* Selected excerpt:
For those of us not hitting the genetic jackpot, how much hope can environmental influences provide? A lot, especially when it comes to superior performance, per K. Anders Ericsson with the Florida State University Department of Psychology. Ericsson has found that even though our society's high performers, such as Olympic athletes and first-chair musicians, seem born to their roles, we can be assured that knowledge, training and practice are at play [source: Ericsson]. In essence, they've earned their genius titles and set themselves apart through good, old-fashioned hard work.
Creating a setting conducive to hard work and developing a genius may start with a person's home environment. Socioeconomic status appears to be an underlying factor when it comes to intelligence [source: Grasso]. For a child, this doesn't mean that he or she might not have an encouraging home life; however, limited access to programs, resources and even proper nutrition can be daunting challenges.

* Data excerpts:
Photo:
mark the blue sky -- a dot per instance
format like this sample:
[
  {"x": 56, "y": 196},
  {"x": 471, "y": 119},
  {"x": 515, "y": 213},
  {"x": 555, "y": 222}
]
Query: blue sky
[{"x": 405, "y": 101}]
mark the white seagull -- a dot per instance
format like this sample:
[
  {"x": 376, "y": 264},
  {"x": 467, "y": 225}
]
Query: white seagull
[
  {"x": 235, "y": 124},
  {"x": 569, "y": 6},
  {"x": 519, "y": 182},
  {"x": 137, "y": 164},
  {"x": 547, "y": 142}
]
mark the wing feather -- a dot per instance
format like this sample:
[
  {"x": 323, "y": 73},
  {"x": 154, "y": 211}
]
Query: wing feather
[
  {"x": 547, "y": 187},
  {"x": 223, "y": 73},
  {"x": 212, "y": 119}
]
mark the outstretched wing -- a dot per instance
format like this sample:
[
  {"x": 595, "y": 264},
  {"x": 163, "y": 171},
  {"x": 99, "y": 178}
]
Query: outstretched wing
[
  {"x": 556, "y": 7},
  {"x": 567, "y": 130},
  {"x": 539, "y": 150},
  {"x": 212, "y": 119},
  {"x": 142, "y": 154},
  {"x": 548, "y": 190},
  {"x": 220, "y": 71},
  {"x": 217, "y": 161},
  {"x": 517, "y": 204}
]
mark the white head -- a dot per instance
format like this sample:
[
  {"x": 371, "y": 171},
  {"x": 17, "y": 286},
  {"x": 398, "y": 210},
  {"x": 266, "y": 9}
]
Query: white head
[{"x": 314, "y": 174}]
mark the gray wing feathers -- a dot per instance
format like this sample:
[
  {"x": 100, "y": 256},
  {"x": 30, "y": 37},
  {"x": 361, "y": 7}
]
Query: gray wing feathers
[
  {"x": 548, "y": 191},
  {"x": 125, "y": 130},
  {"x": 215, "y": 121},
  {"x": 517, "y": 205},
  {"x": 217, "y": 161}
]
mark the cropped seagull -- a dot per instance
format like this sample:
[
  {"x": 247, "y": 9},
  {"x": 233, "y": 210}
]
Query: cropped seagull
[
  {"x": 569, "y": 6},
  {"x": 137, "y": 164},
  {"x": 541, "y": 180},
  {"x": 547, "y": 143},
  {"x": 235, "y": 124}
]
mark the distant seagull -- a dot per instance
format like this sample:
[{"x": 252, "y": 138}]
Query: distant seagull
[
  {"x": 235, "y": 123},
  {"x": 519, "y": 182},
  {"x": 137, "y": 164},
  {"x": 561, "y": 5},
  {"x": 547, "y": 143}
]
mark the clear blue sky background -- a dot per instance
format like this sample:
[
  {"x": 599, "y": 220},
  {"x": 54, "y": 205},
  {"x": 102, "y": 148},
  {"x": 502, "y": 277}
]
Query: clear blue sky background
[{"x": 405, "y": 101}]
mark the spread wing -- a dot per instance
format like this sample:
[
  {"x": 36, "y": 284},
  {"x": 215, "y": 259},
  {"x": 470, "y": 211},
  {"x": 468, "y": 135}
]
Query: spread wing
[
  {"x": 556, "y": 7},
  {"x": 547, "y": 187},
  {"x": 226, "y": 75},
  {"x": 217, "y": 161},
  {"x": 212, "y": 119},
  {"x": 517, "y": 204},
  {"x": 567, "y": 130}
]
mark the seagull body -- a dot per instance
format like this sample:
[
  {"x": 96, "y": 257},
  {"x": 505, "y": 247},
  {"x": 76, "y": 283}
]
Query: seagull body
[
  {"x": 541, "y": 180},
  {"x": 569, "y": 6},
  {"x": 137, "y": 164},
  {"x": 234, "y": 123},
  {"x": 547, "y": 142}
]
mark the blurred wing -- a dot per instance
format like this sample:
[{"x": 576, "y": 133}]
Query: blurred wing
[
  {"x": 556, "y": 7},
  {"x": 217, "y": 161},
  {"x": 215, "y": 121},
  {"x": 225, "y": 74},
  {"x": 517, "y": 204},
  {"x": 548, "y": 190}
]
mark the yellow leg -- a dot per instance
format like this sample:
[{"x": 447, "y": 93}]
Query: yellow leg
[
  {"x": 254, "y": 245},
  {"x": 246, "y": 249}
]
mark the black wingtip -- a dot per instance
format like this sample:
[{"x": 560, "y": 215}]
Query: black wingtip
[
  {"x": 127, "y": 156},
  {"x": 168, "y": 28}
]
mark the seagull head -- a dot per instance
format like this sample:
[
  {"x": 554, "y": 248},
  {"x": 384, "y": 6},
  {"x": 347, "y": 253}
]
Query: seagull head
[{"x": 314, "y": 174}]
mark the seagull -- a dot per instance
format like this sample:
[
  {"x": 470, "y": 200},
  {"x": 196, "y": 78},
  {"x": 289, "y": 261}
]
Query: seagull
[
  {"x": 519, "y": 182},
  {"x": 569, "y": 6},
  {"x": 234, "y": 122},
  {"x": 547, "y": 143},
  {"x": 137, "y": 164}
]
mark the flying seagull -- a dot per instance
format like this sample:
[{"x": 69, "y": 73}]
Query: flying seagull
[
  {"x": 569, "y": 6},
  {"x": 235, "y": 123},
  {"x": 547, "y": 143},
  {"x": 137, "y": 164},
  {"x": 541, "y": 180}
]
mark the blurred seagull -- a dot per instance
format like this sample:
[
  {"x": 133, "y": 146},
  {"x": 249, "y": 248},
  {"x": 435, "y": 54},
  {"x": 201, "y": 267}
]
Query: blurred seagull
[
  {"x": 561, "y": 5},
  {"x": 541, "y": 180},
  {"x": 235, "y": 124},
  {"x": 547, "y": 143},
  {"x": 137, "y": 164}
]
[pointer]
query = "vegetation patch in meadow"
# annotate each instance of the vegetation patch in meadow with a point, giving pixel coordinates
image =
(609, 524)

* Prompt 1:
In the passage on genius and environment, copy everything from "Creating a setting" down to "be daunting challenges.".
* Prompt 2:
Condense the paragraph of the passage on genius and environment that begins "Creating a setting conducive to hard work" into a shorter version that keeps its main facts.
Work only from the passage on genius and environment.

* Reply 1:
Creating a setting conducive to hard work and developing a genius may start with a person's home environment. Socioeconomic status appears to be an underlying factor when it comes to intelligence [source: Grasso]. For a child, this doesn't mean that he or she might not have an encouraging home life; however, limited access to programs, resources and even proper nutrition can be daunting challenges.

* Reply 2:
A person's home environment may be where a setting for hard work and developing a genius begins. Socioeconomic status appears to underlie intelligence [source: Grasso]. A child may still have an encouraging home life, but limited access to programs, resources and proper nutrition can be daunting challenges.